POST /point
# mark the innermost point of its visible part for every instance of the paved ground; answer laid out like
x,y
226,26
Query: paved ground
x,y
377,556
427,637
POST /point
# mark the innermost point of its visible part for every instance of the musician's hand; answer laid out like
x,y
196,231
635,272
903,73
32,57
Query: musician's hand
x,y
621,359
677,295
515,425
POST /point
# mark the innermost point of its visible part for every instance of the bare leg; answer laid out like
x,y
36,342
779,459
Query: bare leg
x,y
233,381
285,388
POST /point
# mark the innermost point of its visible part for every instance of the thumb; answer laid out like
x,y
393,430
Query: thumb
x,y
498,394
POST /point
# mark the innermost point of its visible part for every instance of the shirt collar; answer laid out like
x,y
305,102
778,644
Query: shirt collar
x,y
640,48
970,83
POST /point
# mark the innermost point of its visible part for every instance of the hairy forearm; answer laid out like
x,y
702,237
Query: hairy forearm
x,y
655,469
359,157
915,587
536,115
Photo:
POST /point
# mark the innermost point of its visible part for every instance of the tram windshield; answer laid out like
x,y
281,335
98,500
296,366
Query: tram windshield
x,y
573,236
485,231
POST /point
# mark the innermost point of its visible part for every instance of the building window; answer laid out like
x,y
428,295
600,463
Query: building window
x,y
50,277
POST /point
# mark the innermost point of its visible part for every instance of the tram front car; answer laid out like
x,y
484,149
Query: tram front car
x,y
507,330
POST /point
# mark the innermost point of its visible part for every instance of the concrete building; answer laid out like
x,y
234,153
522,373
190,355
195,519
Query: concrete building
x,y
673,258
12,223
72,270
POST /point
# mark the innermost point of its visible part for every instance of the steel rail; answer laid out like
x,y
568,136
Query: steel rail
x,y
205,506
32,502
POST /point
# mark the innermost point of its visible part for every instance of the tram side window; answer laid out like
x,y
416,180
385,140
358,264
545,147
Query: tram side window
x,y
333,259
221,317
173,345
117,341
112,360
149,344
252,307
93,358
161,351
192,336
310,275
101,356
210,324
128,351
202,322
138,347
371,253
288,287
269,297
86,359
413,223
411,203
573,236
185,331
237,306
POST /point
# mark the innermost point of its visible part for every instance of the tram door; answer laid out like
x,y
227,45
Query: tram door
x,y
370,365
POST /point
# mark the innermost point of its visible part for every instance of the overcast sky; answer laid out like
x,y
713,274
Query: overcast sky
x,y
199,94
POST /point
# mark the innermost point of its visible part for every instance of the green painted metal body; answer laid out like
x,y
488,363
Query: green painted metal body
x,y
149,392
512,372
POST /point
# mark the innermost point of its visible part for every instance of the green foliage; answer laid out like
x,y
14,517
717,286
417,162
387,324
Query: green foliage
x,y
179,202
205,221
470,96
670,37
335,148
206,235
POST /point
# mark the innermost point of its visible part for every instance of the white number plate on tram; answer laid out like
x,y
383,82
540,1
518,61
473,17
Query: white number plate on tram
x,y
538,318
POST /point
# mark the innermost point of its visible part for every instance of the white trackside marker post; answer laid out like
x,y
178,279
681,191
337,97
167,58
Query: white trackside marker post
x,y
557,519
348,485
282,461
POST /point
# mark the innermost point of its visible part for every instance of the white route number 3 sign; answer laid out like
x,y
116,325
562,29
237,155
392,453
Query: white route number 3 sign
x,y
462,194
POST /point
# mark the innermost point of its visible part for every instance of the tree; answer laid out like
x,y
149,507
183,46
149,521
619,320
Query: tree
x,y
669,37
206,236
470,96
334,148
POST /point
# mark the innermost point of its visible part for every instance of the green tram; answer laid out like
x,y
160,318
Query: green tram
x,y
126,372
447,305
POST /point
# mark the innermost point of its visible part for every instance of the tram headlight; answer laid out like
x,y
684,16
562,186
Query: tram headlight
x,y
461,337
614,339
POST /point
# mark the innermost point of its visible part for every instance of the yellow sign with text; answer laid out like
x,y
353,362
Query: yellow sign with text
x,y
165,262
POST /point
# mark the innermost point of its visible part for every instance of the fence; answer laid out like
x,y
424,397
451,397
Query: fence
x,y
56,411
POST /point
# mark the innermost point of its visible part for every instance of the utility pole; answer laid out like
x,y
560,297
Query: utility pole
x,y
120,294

------------------------------------------------------------

Reproduce the data, keeping every line exactly the same.

POST /point
# mark the innermost point of its visible part for every instance of the paved ground; answer laid out like
x,y
226,26
Query: paved ground
x,y
377,556
427,637
POST /point
# mark the innermost point of its visible part for every instance of the musician's hand; answer laid out like
x,y
196,231
635,272
903,73
32,57
Query: musician's hand
x,y
621,359
677,295
515,425
POST /point
# mark the innermost point of its visible part for every instance of the bare leg; answer laid out like
x,y
36,342
779,459
Query: bare leg
x,y
233,381
285,388
POST /point
# mark the innermost point of its visible part for every instance of the thumb; answer laid out like
x,y
393,430
Query: thumb
x,y
498,394
POST /point
# mark the innermost point of its visible part for every instance of the shirt collar; answer laid out like
x,y
305,102
778,644
Query: shirt collar
x,y
640,48
970,83
POST /point
# mark the innermost point of its visible part for every instance of the hairy forearm; answer laid out like
x,y
702,237
Query: hairy forearm
x,y
655,469
359,157
915,587
536,115
Photo:
POST /point
# mark the innermost point of its visible part for every instance of the tram windshield; answer laid out like
x,y
281,335
98,500
296,366
Query: tram windshield
x,y
573,236
485,231
POST /point
# mark the innermost point of its visible part for every instance of the building window; answer laid out like
x,y
428,295
600,463
Query: building window
x,y
50,277
POST /point
# mark the innermost point of its visible part for every instance of the tram front car; answer laid out like
x,y
484,149
Query: tram front car
x,y
507,330
POST /point
# mark the innermost point of its visible part for every instance of the concrete building; answer laid out like
x,y
234,153
522,373
190,355
195,519
Query: concrete building
x,y
673,258
12,223
72,270
POST /point
# mark the innermost point of its visible part for every instance of the steel rail; answer laid out like
x,y
568,136
Query: steel rail
x,y
205,506
32,502
POST /point
# mark the innermost point of its visible part for every instance of the tram side window; answer laid out like
x,y
416,180
385,140
358,264
545,147
Query: tram side window
x,y
333,259
221,317
173,345
117,341
112,360
149,344
252,307
93,358
161,351
192,336
310,275
101,356
210,324
128,351
202,322
138,347
371,253
288,287
269,297
86,359
413,223
411,203
573,236
185,331
237,306
POST /point
# mark the innermost point of its visible part for every instance of the tram door; answer laid out like
x,y
227,45
Query: tram door
x,y
370,365
POST /point
# mark the innermost point of its visible part for every instance of the overcast sky; answer laid out like
x,y
713,274
Query: overcast sky
x,y
199,94
POST /point
# mark the innermost point of its visible part for every instance of the green painted metal body; answer laid out like
x,y
488,363
Query: green painted metal body
x,y
149,392
512,372
POST /point
# mark the innermost point of its visible part for every instance of the green foliage; answer laid out like
x,y
14,517
717,286
417,162
387,324
Query: green foliage
x,y
179,202
205,221
470,96
670,37
335,148
206,235
POST /point
# mark the innermost point of its visible part for every instance of the white number plate on tram; answer laid out like
x,y
383,82
540,1
518,61
473,17
Query: white number plate on tram
x,y
538,318
POST /point
# mark the innermost point of its visible part for every instance of the white trackside marker post; answer laid out like
x,y
178,279
681,191
337,97
167,58
Query: white trackside marker post
x,y
557,519
348,485
282,461
POST /point
# mark the innermost point of its visible part for every instance of the white route number 3 sign; answer laid out like
x,y
116,325
562,29
237,155
392,453
Query: white route number 3 sign
x,y
462,194
POST /point
# mark the innermost point of its visible part for every instance of the tree; answer laid out like
x,y
149,507
183,46
149,521
619,320
Query: tree
x,y
669,37
206,236
470,96
334,148
POST /point
# mark the innermost point of its visible part for every instance of the green tram; answer laid out like
x,y
160,318
Query: green tram
x,y
126,372
447,305
POST /point
# mark the innermost point of its visible part for every instance of the tram headlight; answer laid out like
x,y
684,16
562,186
Query: tram headlight
x,y
461,337
614,339
POST /point
# mark the innermost point of its visible part for every instance of the yellow sign with text; answer laid out like
x,y
353,362
Query: yellow sign with text
x,y
165,262
POST /point
# mark the innermost point of its visible part for every instance of the fence; answer laid out like
x,y
424,397
451,397
Query: fence
x,y
56,411
POST /point
# mark the innermost point of its visible part for every instance of the utility pole; answer laid out like
x,y
560,297
Query: utility pole
x,y
120,294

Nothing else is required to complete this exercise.